Please format the items below as a JSON list of strings, with one string for each line and any blank lines left out.

Material:
## begin
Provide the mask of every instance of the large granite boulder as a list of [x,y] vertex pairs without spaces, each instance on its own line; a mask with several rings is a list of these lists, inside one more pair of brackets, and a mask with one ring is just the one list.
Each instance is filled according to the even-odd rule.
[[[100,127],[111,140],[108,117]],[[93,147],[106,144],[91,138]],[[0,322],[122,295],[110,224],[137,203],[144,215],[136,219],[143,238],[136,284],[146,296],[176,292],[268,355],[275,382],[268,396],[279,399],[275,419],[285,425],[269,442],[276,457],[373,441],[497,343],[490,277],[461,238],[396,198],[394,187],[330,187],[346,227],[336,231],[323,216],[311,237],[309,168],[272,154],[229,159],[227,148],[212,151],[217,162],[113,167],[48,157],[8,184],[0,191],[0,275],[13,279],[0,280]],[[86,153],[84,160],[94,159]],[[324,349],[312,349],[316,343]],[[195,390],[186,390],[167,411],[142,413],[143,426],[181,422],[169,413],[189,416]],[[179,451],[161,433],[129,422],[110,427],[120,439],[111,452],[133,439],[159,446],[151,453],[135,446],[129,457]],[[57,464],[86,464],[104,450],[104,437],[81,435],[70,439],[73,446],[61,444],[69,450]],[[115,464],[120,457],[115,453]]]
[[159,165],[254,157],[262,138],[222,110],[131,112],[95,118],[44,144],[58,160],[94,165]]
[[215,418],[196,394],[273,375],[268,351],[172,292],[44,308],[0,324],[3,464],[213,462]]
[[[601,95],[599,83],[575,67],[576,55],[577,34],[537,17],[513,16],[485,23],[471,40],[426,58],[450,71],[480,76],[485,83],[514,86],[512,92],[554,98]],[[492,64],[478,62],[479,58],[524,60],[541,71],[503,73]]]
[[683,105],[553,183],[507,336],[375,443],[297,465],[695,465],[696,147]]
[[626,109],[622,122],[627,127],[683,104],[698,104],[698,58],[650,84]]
## end
Solution to this exercise:
[
  "Provide the mask of every instance of the large granite boulder as a list of [x,y] vertex pairs without spaces, each instance on its own line; a mask with several rings is a list of these lists, inside one more pair of brackets, and a mask with one ring is just the one list.",
  "Each instance is filled according to the even-odd rule.",
  "[[[100,127],[111,140],[108,117]],[[93,147],[106,144],[91,138]],[[0,322],[122,295],[110,224],[137,203],[144,215],[136,219],[143,238],[136,284],[146,296],[176,292],[268,355],[275,382],[268,396],[279,399],[275,419],[285,425],[269,442],[276,457],[373,441],[497,343],[490,277],[461,238],[396,198],[394,187],[330,187],[346,227],[336,231],[323,216],[311,237],[309,168],[272,154],[229,159],[227,148],[212,151],[217,162],[113,167],[48,157],[8,184],[0,191],[0,275],[13,279],[0,280]],[[86,153],[84,160],[94,159]],[[324,349],[312,349],[316,343]],[[195,390],[186,390],[167,411],[142,413],[143,426],[181,422],[169,413],[189,416]],[[179,451],[161,433],[129,422],[110,427],[120,439],[111,452],[133,439],[159,446],[151,453],[135,446],[129,457]],[[57,464],[86,464],[104,450],[104,437],[81,435],[70,439],[73,446],[61,444],[69,450]],[[115,464],[120,457],[115,453]]]",
  "[[159,165],[254,157],[262,138],[222,110],[131,112],[95,118],[44,144],[58,160],[94,165]]",
  "[[215,418],[196,394],[273,375],[268,351],[172,292],[44,308],[0,324],[3,464],[213,462]]",
  "[[[601,95],[599,83],[575,67],[576,55],[577,34],[537,17],[513,16],[485,23],[471,40],[426,58],[450,71],[480,76],[485,83],[514,86],[512,92],[554,98]],[[492,64],[478,62],[479,58],[524,60],[541,71],[503,73]]]",
  "[[683,105],[553,183],[507,336],[375,443],[297,465],[695,465],[696,147]]",
  "[[626,109],[622,122],[627,127],[683,104],[698,104],[698,58],[650,84]]"
]